Partner With a Children's Hospital


Reprinted with permission from PGA Magazine

Saturday, November 28, 2015

Kevin Corn, the 2013 Gateway PGA Section Youth Player Development Award winner, is the PGA head professional at Innsbrook (Missouri) Resort.


Kevin Corn on the importance of partnering with a children's hospital

Five years ago, I saw an article in PGA Magazineem> about how some PGA Professionals had brought golf into a traditional hospital setting to help pass the time for patients. Loving the idea, I realized that we had an amazing opportunity to do that here with children, since our area has some of the best pediatric hospitals in the U.S. So I sat down with some of my members who are doctors and they immediately recommended Ranken Jordan Pediatric Bridge Hospital as a perfect match. Now, almost five years later, my team and I come into the hospital each week and help some amazing kids forget about what they are going through while at the same time receiving therapeutic benefits. We do this 52 weeks a year, for 60-90 minutes each week, using donated equipment (the donations have come from the Gateway PGA REACH and U.S. Kids Golf) and Almost Golf Balls. We hold the sessions either in an indoor playground area in the hospital or in an outdoor courtyard, making sure we make every accommodation possible to make it the most comfortable and enjoyable process possible no matter the ailment or piece of medical equipment the patient must still wear. As golf has been integrated into the actual therapy program for a lot of the kids, we always have medical personnel with us at all times in case someone needs care or needs treatment on "Golf Day."

What is needed: From the hospital golf article, list every named publication, resort, hospital, PGA section, and equipment donor. The listing that follows comes from a separate source and has no connection to the hospital golf article.

Study material:
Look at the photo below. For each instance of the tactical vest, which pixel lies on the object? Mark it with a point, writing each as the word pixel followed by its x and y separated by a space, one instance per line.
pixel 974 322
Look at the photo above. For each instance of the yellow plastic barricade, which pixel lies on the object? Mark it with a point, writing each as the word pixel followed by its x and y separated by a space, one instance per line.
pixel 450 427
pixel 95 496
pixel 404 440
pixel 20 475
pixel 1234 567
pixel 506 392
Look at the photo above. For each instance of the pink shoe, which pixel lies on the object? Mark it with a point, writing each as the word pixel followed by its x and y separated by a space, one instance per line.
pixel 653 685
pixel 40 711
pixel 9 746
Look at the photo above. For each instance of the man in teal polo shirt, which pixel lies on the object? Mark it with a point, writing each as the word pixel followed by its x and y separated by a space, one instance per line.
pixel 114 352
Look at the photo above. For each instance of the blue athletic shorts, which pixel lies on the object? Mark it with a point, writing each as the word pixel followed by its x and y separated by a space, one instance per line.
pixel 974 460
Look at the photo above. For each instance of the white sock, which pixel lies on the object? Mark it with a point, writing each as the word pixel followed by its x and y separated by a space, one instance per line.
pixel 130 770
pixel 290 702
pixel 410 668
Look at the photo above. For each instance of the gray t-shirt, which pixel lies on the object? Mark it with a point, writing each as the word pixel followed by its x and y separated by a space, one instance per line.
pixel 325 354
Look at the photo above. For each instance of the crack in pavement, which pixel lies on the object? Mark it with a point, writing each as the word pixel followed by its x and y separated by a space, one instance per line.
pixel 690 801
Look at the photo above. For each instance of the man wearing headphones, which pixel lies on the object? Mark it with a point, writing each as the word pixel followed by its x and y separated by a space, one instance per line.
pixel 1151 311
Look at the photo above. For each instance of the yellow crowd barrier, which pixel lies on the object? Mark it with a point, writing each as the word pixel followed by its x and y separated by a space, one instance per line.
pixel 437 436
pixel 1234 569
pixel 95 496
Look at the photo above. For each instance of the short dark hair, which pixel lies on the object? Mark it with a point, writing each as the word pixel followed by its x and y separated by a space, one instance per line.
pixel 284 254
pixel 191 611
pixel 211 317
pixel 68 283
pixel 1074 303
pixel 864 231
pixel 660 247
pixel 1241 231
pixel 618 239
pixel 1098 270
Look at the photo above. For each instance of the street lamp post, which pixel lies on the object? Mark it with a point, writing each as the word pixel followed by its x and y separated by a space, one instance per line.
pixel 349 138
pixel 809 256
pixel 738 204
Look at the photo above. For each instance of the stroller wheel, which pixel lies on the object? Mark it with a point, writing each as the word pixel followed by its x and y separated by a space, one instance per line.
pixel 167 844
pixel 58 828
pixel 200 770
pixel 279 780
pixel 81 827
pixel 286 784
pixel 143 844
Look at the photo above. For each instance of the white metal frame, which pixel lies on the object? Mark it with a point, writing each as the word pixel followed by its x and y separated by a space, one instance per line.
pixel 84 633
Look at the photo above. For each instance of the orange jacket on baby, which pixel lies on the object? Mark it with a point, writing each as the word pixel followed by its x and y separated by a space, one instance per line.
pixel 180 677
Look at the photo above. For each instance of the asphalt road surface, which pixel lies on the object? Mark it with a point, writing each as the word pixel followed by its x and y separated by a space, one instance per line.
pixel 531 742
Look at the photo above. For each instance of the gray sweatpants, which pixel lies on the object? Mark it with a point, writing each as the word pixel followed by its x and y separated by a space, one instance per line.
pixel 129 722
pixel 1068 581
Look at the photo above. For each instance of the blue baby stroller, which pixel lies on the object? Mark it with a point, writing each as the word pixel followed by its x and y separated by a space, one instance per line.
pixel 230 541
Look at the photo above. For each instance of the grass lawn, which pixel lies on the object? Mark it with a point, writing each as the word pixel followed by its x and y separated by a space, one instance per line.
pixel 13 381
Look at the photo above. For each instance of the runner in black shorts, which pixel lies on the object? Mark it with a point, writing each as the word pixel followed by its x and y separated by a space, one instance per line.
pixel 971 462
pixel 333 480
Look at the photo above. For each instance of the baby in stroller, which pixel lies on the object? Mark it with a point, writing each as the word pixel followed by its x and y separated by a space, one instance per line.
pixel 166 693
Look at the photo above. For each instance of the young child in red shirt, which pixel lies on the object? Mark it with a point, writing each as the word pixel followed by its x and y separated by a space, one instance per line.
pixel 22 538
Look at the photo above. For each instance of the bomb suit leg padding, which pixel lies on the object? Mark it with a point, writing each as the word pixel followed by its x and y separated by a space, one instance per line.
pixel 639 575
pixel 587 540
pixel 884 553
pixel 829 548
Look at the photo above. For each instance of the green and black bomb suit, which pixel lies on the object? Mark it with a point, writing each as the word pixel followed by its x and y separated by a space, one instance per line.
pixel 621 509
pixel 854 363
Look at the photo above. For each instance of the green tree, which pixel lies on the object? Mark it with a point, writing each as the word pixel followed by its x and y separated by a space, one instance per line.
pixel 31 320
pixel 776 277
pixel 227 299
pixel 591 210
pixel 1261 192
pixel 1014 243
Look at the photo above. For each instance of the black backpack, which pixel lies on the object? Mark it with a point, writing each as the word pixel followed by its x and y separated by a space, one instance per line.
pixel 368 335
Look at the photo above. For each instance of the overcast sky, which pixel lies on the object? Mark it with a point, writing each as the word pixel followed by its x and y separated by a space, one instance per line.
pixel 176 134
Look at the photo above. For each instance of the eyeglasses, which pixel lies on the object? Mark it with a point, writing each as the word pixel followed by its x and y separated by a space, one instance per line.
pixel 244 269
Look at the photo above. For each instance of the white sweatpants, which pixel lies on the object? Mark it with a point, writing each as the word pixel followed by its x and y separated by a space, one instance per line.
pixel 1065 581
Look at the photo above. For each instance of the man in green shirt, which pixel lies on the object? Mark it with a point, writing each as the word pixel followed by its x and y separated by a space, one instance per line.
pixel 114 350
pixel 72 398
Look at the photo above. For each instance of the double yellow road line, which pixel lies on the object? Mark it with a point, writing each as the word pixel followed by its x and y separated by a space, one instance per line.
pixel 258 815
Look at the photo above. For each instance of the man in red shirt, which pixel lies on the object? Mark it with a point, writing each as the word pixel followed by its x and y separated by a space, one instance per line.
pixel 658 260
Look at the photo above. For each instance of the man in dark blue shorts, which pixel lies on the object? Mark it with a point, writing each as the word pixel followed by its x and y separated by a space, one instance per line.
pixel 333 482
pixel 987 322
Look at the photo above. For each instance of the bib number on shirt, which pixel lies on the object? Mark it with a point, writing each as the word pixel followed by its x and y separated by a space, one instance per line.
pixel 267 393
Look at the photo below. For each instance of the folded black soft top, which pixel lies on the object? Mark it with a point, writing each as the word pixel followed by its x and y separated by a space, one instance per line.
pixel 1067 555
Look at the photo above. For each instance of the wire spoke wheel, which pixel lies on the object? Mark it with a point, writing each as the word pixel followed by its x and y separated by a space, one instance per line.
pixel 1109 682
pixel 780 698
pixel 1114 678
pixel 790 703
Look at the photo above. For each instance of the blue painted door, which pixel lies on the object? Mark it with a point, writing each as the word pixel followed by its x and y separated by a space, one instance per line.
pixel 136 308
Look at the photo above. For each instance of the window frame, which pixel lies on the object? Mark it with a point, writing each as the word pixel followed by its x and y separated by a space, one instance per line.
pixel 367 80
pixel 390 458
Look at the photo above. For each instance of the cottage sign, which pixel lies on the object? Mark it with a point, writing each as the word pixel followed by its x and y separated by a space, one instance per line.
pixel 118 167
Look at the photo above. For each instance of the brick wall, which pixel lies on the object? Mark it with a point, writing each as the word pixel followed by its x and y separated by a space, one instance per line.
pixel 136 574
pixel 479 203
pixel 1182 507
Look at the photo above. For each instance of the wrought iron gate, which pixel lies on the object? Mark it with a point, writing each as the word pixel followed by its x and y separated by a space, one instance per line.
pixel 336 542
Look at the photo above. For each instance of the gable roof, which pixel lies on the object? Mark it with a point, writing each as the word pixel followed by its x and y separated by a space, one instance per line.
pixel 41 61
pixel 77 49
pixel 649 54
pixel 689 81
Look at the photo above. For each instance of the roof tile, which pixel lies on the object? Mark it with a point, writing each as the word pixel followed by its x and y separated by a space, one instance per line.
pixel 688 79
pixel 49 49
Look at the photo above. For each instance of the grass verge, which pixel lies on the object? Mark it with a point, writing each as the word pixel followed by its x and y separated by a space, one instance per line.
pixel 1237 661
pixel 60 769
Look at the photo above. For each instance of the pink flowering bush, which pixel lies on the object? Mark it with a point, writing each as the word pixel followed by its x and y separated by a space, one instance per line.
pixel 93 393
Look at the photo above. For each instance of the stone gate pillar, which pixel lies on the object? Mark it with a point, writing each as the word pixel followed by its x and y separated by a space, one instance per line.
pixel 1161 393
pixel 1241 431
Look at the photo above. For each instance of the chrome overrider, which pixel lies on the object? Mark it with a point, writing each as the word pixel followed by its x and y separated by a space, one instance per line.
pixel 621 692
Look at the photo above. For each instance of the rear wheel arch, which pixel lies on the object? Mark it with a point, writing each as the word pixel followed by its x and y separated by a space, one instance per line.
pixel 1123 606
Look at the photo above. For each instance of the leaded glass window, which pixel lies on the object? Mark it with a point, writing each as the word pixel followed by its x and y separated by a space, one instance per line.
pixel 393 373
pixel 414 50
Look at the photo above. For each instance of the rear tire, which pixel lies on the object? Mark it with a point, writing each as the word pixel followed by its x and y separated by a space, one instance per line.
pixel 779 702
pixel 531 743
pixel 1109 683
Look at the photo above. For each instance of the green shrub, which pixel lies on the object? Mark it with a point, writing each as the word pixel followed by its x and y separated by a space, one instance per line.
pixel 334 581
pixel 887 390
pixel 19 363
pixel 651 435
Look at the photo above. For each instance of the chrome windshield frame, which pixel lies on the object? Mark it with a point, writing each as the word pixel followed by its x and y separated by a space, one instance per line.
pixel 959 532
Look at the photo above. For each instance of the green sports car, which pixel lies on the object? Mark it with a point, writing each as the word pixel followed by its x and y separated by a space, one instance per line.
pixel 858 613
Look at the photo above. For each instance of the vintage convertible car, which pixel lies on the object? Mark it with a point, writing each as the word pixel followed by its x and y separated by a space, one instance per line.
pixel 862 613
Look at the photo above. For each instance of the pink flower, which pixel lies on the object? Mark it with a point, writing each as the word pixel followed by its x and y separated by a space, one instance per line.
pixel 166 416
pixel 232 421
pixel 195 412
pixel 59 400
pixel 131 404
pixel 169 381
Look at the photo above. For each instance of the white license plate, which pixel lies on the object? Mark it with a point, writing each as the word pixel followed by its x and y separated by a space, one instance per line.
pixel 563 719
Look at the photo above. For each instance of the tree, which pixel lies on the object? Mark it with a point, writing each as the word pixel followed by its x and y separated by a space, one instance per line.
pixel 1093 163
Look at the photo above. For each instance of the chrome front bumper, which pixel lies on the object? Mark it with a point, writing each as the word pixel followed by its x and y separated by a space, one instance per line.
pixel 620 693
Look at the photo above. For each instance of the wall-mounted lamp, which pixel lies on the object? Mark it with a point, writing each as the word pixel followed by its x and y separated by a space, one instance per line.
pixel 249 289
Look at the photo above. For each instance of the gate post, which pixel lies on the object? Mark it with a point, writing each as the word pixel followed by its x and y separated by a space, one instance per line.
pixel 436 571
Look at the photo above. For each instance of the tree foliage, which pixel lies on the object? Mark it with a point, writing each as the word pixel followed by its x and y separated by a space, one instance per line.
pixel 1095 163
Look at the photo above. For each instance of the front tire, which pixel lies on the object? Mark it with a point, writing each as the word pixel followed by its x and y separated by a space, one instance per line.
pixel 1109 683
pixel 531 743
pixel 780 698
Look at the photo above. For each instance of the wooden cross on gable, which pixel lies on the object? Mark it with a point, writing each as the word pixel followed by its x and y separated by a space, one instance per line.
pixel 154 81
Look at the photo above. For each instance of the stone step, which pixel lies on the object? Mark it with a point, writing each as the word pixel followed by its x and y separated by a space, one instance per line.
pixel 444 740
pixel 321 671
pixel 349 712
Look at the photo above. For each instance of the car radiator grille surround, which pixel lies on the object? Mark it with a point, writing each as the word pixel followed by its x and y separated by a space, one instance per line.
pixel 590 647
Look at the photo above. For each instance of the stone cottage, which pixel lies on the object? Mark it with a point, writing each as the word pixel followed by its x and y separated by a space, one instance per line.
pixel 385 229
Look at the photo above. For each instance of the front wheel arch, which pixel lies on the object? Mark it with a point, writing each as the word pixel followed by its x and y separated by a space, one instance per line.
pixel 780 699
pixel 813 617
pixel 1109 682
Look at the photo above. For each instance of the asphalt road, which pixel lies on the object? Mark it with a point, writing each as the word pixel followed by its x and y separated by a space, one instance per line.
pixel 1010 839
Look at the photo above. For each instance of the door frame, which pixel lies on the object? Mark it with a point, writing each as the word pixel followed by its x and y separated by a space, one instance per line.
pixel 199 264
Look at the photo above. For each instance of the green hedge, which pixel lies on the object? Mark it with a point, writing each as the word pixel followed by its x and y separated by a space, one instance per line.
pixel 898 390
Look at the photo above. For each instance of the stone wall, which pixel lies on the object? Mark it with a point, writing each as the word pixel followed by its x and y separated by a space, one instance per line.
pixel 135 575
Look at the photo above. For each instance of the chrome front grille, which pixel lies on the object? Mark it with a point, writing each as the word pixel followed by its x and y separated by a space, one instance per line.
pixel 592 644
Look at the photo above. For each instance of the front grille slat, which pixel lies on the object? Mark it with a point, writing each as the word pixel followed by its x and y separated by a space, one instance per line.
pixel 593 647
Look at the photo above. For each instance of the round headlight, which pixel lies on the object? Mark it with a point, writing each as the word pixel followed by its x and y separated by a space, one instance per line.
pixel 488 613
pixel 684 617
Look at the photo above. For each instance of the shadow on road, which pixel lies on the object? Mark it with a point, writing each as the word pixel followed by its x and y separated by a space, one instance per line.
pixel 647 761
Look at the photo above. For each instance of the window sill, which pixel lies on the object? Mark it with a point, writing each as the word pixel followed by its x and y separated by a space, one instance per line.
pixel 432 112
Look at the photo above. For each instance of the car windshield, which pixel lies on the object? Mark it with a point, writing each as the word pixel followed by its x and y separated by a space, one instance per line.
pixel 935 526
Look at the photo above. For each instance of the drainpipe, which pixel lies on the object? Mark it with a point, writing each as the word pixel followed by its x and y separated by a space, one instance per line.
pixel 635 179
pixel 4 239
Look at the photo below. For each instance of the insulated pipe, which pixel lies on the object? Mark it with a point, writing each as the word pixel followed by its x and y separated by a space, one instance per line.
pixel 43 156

Finished exercise:
- PGA Magazine
- Innsbrook Resort
- Ranken Jordan Pediatric Bridge Hospital
- Gateway PGA Section
- Gateway PGA REACH
- U.S. Kids Golf